Document segment
>>>
The 1989 World Club Challenge (also known as the Foster's World Club Challenge due to sponsorship by brewers, Foster's) was the third ever and first official World Club Challenge match. 1989's NSWRL season premiers, the Canberra Raiders travelled to England to play 1988–89 RFL champions, Widnes.

Background

Widnes

Widnes came into the World Club Challenge having won two straight Stones Bitter Premierships. Coach Doug Laughton's team had won many admirers throughout England for their free-flowing, attacking style of rugby. At this time player poaching from rugby union was at a level not seen in decades, and the Chemics benefited from a board flush with cash and a coach with a keen eye for talent. Three members of their famed back division all came from the amateur code. Alan Tait started in union for Scotland but had grown up around league as his father played for Workington Town in the Borders. Jonathan Davies cited a need to provide for a young family and heavy pressure as Wales five-eighth as his motivation for accepting a then-record £230,000 signing fee. Finally Martin Offiah desired to prove doubters wrong, whether they be Southern union power-brokers put off by his unapologetic blackness or St. Helens scouts who passed him over, believing he was "an uncoordinated clown". Combining with home-grown talents like Andy Currier, the Hulme brothers and Tony Myler, the Chemics scored an eye-popping 726 points in the 1988-89 league, winning the title over Wigan by three points.
<<<
Dataset extract
>>>
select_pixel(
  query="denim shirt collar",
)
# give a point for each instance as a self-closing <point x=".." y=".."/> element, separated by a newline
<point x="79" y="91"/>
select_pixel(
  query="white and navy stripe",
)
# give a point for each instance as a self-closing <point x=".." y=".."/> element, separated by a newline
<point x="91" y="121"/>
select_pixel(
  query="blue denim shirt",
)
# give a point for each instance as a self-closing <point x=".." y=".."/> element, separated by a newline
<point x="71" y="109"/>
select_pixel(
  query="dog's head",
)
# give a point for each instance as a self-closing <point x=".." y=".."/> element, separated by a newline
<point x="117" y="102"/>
<<<
Set exercise
Transcribe the passage of the 1989 World Club Challenge text that opens with the words containing "The 1989 World" and closes with "RFL champions, Widnes.".

Task answer
The 1989 World Club Challenge (also known as the Foster's World Club Challenge due to sponsorship by brewers, Foster's) was the third ever and first official World Club Challenge match. 1989's NSWRL season premiers, the Canberra Raiders travelled to England to play 1988–89 RFL champions, Widnes.